## Enregistrements conservés:

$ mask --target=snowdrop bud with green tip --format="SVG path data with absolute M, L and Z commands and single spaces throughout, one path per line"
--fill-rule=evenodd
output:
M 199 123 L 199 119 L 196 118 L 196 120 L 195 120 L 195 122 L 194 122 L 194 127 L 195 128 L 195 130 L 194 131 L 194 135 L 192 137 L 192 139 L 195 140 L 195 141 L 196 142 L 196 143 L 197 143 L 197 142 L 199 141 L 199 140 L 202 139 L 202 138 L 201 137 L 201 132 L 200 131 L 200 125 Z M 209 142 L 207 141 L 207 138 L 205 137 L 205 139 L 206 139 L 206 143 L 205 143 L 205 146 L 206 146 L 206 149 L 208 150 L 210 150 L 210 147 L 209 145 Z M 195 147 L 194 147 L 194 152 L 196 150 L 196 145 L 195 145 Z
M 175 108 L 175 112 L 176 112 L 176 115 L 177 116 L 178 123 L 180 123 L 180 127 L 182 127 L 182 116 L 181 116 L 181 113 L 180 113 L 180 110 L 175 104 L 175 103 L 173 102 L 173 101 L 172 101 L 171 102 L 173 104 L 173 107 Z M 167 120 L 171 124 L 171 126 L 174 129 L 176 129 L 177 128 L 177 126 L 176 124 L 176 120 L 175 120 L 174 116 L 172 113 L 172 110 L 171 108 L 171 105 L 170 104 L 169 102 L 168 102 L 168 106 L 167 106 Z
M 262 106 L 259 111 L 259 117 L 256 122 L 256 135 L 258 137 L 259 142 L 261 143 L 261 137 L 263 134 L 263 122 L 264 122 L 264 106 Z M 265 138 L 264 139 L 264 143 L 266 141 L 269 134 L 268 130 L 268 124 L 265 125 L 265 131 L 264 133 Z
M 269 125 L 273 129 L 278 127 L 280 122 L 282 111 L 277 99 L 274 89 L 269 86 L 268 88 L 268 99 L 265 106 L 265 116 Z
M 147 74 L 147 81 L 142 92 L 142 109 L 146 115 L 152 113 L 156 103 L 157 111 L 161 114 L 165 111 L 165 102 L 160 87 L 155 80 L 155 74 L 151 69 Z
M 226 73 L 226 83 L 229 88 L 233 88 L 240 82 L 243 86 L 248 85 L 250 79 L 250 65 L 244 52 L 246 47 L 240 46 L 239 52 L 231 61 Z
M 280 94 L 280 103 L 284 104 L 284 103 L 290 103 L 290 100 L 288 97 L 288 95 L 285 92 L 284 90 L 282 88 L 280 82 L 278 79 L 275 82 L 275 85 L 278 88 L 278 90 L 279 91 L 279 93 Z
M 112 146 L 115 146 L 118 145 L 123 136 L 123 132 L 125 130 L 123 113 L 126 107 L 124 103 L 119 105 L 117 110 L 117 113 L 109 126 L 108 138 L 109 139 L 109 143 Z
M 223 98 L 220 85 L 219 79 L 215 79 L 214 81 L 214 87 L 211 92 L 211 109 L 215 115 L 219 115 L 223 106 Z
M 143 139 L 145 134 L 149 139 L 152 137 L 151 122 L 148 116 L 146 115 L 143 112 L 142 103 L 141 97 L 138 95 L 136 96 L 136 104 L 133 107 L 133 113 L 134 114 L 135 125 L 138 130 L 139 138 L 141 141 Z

## Votre tâche:
Reproduisez à l'identique toutes les lignes des enregistrements ci-dessus, sans en omettre aucune.

## Réponse finale:
$ mask --target=snowdrop bud with green tip --format="SVG path data with absolute M, L and Z commands and single spaces throughout, one path per line"
--fill-rule=evenodd
output:
M 199 123 L 199 119 L 196 118 L 196 120 L 195 120 L 195 122 L 194 122 L 194 127 L 195 128 L 195 130 L 194 131 L 194 135 L 192 137 L 192 139 L 195 140 L 195 141 L 196 142 L 196 143 L 197 143 L 197 142 L 199 141 L 199 140 L 202 139 L 202 138 L 201 137 L 201 132 L 200 131 L 200 125 Z M 209 142 L 207 141 L 207 138 L 205 137 L 205 139 L 206 139 L 206 143 L 205 143 L 205 146 L 206 146 L 206 149 L 208 150 L 210 150 L 210 147 L 209 145 Z M 195 147 L 194 147 L 194 152 L 196 150 L 196 145 L 195 145 Z
M 175 108 L 175 112 L 176 112 L 176 115 L 177 116 L 178 123 L 180 123 L 180 127 L 182 127 L 182 116 L 181 116 L 181 113 L 180 113 L 180 110 L 175 104 L 175 103 L 173 102 L 173 101 L 172 101 L 171 102 L 173 104 L 173 107 Z M 167 120 L 171 124 L 171 126 L 174 129 L 176 129 L 177 128 L 177 126 L 176 124 L 176 120 L 175 120 L 174 116 L 172 113 L 172 110 L 171 108 L 171 105 L 170 104 L 169 102 L 168 102 L 168 106 L 167 106 Z
M 262 106 L 259 111 L 259 117 L 256 122 L 256 135 L 258 137 L 259 142 L 261 143 L 261 137 L 263 134 L 263 122 L 264 122 L 264 106 Z M 265 138 L 264 139 L 264 143 L 266 141 L 269 134 L 268 130 L 268 124 L 265 125 L 265 131 L 264 133 Z
M 269 125 L 273 129 L 278 127 L 280 122 L 282 111 L 277 99 L 274 89 L 269 86 L 268 88 L 268 99 L 265 106 L 265 116 Z
M 147 74 L 147 81 L 142 92 L 142 109 L 146 115 L 152 113 L 156 103 L 157 111 L 161 114 L 165 111 L 165 102 L 160 87 L 155 80 L 155 74 L 151 69 Z
M 226 73 L 226 83 L 229 88 L 233 88 L 240 82 L 243 86 L 248 85 L 250 79 L 250 65 L 244 52 L 246 47 L 240 46 L 239 52 L 231 61 Z
M 280 94 L 280 103 L 284 104 L 284 103 L 290 103 L 290 100 L 288 97 L 288 95 L 285 92 L 284 90 L 282 88 L 280 82 L 278 79 L 275 82 L 275 85 L 278 88 L 278 90 L 279 91 L 279 93 Z
M 112 146 L 115 146 L 118 145 L 123 136 L 123 132 L 125 130 L 123 113 L 126 107 L 124 103 L 119 105 L 117 110 L 117 113 L 109 126 L 108 138 L 109 139 L 109 143 Z
M 223 98 L 220 85 L 219 79 L 215 79 L 214 81 L 214 87 L 211 92 L 211 109 L 215 115 L 219 115 L 223 106 Z
M 143 139 L 145 134 L 149 139 L 152 137 L 151 122 L 148 116 L 146 115 L 143 112 L 142 103 L 141 97 L 138 95 L 136 96 L 136 104 L 133 107 L 133 113 L 134 114 L 135 125 L 138 130 L 139 138 L 141 141 Z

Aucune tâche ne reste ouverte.